DATA TO USE:

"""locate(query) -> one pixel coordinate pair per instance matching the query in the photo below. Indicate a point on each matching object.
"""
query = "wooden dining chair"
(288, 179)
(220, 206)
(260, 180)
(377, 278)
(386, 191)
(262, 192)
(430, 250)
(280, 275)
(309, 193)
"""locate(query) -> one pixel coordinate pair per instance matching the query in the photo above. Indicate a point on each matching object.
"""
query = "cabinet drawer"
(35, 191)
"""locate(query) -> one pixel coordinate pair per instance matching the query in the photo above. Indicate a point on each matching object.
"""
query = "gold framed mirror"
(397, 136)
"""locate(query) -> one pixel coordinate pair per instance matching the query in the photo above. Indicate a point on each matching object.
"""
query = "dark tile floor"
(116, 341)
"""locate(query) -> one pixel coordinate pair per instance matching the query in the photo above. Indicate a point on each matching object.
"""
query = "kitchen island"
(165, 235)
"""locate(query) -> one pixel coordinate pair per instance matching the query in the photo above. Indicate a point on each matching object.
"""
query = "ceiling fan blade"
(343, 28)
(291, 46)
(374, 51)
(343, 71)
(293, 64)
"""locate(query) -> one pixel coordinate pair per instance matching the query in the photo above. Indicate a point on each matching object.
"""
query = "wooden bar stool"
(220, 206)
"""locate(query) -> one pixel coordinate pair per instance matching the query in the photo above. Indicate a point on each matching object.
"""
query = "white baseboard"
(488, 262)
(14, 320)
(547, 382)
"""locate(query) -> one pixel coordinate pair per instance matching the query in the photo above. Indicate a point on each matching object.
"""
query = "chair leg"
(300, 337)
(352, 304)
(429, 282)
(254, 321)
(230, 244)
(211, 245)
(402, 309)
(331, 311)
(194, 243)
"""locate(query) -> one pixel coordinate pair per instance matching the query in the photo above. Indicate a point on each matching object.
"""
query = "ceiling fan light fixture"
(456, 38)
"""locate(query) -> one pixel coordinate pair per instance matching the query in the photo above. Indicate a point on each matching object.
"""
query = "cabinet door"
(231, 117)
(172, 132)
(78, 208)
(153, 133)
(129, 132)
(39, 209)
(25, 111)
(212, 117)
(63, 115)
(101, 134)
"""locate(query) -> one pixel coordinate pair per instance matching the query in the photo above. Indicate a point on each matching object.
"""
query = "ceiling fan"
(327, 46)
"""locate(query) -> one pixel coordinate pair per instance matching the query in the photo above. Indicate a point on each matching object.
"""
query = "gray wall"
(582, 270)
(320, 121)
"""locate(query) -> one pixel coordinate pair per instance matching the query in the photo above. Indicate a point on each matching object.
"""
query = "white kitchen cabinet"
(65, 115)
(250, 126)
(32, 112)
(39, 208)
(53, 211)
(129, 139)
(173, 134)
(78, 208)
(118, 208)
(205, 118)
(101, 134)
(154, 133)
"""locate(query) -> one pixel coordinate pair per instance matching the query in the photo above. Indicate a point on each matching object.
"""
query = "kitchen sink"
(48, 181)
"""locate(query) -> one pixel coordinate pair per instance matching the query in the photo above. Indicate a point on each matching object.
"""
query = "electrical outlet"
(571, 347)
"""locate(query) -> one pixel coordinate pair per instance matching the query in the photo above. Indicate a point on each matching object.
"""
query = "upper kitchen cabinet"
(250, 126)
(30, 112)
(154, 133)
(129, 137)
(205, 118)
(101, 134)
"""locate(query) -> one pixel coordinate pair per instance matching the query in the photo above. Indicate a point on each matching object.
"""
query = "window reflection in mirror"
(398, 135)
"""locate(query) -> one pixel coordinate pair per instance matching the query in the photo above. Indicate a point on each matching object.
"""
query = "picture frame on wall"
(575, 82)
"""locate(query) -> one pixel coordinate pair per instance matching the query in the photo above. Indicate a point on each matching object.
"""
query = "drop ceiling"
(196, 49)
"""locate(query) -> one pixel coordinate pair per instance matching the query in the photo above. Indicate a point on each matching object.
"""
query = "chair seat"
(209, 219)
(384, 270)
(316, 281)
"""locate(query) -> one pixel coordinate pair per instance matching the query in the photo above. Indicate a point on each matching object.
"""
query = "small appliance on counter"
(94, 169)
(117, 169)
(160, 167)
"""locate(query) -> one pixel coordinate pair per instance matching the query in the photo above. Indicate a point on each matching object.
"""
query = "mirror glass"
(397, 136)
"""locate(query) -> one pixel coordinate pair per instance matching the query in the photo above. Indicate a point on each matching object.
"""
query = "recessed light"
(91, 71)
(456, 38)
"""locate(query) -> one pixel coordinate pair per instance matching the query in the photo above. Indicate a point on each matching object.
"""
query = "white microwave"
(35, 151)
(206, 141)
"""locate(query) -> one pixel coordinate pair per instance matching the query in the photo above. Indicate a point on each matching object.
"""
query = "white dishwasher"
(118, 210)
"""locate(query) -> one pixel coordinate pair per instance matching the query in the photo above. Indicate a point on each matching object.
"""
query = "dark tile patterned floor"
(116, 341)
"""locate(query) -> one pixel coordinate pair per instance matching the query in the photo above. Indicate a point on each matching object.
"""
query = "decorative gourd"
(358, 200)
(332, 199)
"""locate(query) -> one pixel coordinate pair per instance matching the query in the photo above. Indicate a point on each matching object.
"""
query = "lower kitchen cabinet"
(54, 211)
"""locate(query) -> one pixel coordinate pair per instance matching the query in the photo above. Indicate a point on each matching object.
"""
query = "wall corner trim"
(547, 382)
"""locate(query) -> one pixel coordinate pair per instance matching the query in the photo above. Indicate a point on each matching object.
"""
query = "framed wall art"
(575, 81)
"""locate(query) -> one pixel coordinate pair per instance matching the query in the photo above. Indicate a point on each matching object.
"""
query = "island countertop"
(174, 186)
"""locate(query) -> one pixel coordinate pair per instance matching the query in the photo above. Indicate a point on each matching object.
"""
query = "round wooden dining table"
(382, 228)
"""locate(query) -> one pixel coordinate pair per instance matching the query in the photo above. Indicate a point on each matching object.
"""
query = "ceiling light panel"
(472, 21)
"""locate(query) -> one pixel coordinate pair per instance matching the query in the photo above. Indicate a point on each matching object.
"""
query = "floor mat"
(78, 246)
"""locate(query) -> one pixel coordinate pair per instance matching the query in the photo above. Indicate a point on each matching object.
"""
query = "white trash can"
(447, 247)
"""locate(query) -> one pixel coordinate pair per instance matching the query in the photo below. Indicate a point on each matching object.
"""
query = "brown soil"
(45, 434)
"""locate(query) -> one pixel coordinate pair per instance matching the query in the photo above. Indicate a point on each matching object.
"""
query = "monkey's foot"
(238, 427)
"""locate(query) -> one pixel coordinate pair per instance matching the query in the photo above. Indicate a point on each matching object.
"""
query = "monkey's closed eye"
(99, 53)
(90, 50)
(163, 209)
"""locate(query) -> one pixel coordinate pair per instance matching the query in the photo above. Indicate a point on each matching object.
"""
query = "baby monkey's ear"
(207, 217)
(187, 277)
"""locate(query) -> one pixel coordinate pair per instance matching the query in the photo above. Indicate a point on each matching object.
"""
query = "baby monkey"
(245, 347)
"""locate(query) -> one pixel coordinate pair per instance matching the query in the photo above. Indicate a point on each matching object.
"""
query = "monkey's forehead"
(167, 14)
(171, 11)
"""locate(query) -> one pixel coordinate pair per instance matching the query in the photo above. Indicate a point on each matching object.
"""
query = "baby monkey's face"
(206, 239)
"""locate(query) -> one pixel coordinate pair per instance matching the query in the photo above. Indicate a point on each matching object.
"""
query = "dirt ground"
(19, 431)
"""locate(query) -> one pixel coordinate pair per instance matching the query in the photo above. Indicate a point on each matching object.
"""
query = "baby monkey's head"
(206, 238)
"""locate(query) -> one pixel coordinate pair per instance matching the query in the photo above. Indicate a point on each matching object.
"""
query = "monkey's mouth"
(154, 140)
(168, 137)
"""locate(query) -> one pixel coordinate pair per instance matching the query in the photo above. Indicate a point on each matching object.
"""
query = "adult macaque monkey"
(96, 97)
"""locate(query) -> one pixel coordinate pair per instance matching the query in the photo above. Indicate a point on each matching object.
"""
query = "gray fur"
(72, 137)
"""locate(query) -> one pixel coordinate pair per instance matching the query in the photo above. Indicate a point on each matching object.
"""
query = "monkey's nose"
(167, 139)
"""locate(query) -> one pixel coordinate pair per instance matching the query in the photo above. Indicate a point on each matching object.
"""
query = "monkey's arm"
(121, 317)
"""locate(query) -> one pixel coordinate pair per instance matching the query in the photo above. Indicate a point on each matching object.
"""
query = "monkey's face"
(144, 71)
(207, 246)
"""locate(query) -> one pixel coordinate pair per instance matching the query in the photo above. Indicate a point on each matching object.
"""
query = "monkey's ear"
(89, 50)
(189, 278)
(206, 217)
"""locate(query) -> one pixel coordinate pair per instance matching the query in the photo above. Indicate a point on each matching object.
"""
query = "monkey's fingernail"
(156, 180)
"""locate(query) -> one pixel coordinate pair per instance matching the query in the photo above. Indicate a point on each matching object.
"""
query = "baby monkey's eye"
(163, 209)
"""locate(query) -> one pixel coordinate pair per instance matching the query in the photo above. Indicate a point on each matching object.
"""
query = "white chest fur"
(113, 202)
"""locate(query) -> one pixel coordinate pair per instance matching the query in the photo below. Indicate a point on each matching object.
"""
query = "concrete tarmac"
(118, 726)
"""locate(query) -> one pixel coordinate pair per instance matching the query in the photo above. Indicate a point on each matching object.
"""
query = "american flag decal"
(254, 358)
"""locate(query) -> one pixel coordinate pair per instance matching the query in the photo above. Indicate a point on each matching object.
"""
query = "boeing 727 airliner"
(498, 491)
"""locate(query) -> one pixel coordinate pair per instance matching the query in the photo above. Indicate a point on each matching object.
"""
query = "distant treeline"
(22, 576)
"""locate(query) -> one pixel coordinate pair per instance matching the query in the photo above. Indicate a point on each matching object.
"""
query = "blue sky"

GIVEN PROBLEM:
Find every line in the lines above that contains the string "tile" and copy each one.

EXERCISE RESULT:
query = "dark tile floor"
query = "dark tile patterned floor"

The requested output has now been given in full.